§ Yönergeler
**a)** Verilen metinde "28 Ocak 2018" ile "yapan bir önder." arasındaki kısmı, bu iki ifade de dahil olmak üzere harfi harfine yeniden yazın.
**b)** Verilen metne göre anlatılan kişi, yöreye ait eserlere sahip çıkma mücadelesini neyle yürütmüştür?
**c)** Verilen metni iki cümleyle özetleyin.

§ Verilen metin

28 Ocak 2018 Pazar

ULU ÇINAR YAŞAYAN EFSANE

               Babacan tavırlarıyla engin ve dolu dolu bilgileriyle etrafını aydınlatan halk adamı sözüyle özüyle gerçeği yansıtmaya çalışan, eleştirel bakış açısıyla daima kişiyi daha iyiye sevk eden yüce bir şahsiyet. Edebi alanda yaptığı çalışmalarla yöremize ait birçok eserin kayda geçmesini sağlayan sahip çıkan ve bu mücadeleyi araştırmalarıyla ve kalemiyle yapan bir önder.

§ Veri satırları
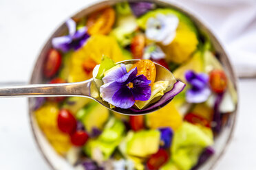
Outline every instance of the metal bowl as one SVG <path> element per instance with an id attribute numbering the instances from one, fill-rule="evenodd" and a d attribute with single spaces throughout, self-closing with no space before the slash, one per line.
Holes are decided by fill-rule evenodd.
<path id="1" fill-rule="evenodd" d="M 83 10 L 74 15 L 72 18 L 79 19 L 92 12 L 104 8 L 106 5 L 112 5 L 118 1 L 121 1 L 105 0 L 100 2 L 96 2 L 93 4 L 90 4 L 86 6 Z M 184 9 L 184 7 L 182 7 L 180 5 L 179 5 L 177 2 L 168 2 L 167 1 L 165 1 L 164 0 L 147 1 L 152 1 L 156 3 L 159 6 L 170 7 L 182 12 L 191 18 L 191 19 L 195 23 L 196 26 L 200 30 L 200 32 L 209 35 L 209 38 L 212 42 L 217 53 L 218 54 L 220 61 L 225 69 L 226 74 L 230 77 L 232 83 L 233 83 L 235 88 L 237 90 L 237 77 L 235 75 L 228 58 L 219 40 L 216 38 L 212 32 L 206 26 L 205 24 L 204 24 L 198 18 L 194 16 L 194 15 L 191 14 L 191 12 L 188 12 L 188 10 Z M 42 83 L 43 80 L 43 77 L 42 77 L 43 63 L 44 61 L 44 58 L 46 56 L 46 53 L 51 47 L 51 40 L 52 38 L 64 34 L 67 31 L 67 27 L 63 23 L 47 41 L 38 57 L 31 76 L 30 84 Z M 72 167 L 65 160 L 65 159 L 56 153 L 54 149 L 51 147 L 50 144 L 45 138 L 43 132 L 39 127 L 34 115 L 32 114 L 33 101 L 33 99 L 30 99 L 28 100 L 30 125 L 32 129 L 36 143 L 41 154 L 43 155 L 45 160 L 52 169 L 73 169 Z M 213 147 L 215 150 L 215 154 L 206 162 L 204 162 L 204 164 L 200 167 L 200 169 L 213 169 L 214 167 L 219 162 L 220 158 L 224 154 L 227 145 L 232 138 L 232 134 L 233 132 L 234 126 L 235 124 L 235 119 L 237 117 L 237 107 L 236 108 L 237 108 L 235 112 L 233 112 L 229 116 L 227 125 L 223 127 L 222 132 L 215 139 Z"/>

§ Sonuçlar
**a)**
28 Ocak 2018 Pazar

ULU ÇINAR YAŞAYAN EFSANE

               Babacan tavırlarıyla engin ve dolu dolu bilgileriyle etrafını aydınlatan halk adamı sözüyle özüyle gerçeği yansıtmaya çalışan, eleştirel bakış açısıyla daima kişiyi daha iyiye sevk eden yüce bir şahsiyet. Edebi alanda yaptığı çalışmalarla yöremize ait birçok eserin kayda geçmesini sağlayan sahip çıkan ve bu mücadeleyi araştırmalarıyla ve kalemiyle yapan bir önder.

**b)** Araştırmalarıyla ve kalemiyle.

**c)** Babacan tavırları ve engin bilgileriyle etrafını aydınlatan, eleştirel bakışıyla kişiyi hep daha iyiye yönelten yüce bir halk adamı anlatılıyor. Bu kişi edebi çalışmaları, araştırmaları ve kalemiyle yöreye ait birçok eserin kayda geçmesini sağlamış bir önderdir.